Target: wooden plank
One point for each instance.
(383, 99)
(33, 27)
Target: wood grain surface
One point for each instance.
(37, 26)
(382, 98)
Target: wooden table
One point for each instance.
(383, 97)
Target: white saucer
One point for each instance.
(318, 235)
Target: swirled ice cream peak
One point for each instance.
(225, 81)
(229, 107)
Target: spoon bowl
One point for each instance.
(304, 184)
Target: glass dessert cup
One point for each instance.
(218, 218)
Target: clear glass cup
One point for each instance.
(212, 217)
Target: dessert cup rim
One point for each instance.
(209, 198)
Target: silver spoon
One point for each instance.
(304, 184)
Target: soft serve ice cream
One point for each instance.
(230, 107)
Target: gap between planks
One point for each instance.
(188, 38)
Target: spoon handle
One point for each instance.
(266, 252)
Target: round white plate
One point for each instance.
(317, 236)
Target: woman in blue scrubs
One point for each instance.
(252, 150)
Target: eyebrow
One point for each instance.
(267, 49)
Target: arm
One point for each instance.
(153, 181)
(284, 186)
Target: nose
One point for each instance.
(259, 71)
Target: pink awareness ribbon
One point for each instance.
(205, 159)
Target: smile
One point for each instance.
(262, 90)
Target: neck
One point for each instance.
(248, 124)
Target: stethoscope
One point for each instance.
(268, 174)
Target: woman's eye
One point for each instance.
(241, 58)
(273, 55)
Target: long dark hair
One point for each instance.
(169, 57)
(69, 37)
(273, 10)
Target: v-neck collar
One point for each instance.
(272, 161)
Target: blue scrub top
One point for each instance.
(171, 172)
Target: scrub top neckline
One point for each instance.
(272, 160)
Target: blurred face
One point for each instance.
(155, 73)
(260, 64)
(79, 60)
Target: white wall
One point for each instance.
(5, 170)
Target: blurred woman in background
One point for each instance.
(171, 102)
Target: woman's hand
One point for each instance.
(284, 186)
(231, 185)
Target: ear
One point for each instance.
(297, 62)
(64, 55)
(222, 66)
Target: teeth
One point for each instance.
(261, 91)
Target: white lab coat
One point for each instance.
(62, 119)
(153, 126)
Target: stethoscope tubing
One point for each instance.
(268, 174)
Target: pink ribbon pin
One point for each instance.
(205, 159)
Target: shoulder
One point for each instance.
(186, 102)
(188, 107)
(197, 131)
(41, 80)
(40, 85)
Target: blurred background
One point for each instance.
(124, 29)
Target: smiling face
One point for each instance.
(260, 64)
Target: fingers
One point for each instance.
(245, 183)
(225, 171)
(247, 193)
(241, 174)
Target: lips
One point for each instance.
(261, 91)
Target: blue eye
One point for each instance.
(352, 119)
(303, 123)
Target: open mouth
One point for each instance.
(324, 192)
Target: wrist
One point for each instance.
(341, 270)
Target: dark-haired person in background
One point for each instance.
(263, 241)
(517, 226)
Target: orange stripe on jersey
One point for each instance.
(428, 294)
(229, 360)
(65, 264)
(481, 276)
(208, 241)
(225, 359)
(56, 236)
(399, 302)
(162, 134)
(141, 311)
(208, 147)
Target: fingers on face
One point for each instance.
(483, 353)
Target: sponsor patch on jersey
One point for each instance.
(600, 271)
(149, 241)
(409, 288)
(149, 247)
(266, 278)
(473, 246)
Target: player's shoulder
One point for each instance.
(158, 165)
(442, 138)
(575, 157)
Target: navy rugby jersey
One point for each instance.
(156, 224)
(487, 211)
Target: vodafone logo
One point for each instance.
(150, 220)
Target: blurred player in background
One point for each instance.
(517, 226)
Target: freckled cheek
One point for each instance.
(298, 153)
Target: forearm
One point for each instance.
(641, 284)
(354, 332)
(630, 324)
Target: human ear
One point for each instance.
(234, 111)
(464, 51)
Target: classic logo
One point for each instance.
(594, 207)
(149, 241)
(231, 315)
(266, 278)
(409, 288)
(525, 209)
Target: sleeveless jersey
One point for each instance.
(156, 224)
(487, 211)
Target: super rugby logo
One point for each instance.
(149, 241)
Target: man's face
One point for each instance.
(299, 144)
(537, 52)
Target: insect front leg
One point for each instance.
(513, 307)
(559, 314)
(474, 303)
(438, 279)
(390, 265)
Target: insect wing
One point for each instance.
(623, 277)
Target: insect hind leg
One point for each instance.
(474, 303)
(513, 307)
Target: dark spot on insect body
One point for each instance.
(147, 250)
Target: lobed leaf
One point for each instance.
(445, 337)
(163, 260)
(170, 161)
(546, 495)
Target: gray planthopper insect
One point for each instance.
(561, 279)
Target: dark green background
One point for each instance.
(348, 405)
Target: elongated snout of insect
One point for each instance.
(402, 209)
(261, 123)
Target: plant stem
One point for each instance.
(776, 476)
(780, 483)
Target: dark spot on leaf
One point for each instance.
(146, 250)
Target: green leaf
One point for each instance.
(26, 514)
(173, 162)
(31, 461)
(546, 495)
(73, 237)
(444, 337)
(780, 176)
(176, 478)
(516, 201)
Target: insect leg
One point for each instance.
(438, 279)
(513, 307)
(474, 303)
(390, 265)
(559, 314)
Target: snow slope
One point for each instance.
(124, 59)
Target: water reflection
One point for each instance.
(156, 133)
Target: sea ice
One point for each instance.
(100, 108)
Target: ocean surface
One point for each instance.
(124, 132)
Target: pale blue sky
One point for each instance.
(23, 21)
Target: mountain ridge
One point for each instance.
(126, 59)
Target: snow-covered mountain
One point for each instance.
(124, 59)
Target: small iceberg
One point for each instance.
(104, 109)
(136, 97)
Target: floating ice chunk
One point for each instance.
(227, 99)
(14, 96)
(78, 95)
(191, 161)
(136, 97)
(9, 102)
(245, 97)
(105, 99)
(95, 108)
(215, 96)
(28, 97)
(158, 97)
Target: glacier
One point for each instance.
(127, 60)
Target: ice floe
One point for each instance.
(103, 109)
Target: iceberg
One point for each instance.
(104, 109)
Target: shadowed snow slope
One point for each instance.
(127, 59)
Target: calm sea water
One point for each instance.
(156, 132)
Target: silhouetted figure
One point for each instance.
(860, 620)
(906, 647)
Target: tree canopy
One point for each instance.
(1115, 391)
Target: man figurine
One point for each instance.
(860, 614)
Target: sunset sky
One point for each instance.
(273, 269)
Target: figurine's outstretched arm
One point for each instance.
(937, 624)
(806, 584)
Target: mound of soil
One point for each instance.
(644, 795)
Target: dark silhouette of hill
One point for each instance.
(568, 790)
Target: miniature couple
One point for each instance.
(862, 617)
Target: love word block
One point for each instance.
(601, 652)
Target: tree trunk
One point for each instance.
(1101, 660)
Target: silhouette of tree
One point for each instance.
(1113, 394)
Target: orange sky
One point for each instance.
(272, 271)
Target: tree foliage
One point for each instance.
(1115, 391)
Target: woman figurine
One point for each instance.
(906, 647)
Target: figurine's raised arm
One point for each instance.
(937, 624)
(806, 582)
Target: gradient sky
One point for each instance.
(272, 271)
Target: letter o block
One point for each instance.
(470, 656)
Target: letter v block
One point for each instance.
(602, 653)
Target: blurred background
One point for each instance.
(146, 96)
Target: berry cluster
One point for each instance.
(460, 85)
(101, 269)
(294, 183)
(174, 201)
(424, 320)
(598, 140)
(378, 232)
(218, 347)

• Goal of the exercise
Copy out everything from the line containing "Target: letter v block" down through the last line of the records, requests included. Multiply each point coordinate in the answers by 2.55 and round it to a whole number, rounding halves up.

• Answer to the problem
Target: letter v block
One point for each instance.
(1535, 1665)
Target: blurred background
One point for each instance.
(372, 245)
Target: berry cluster
One point for each instance.
(1173, 217)
(258, 686)
(750, 467)
(444, 513)
(1081, 816)
(1525, 357)
(964, 592)
(556, 885)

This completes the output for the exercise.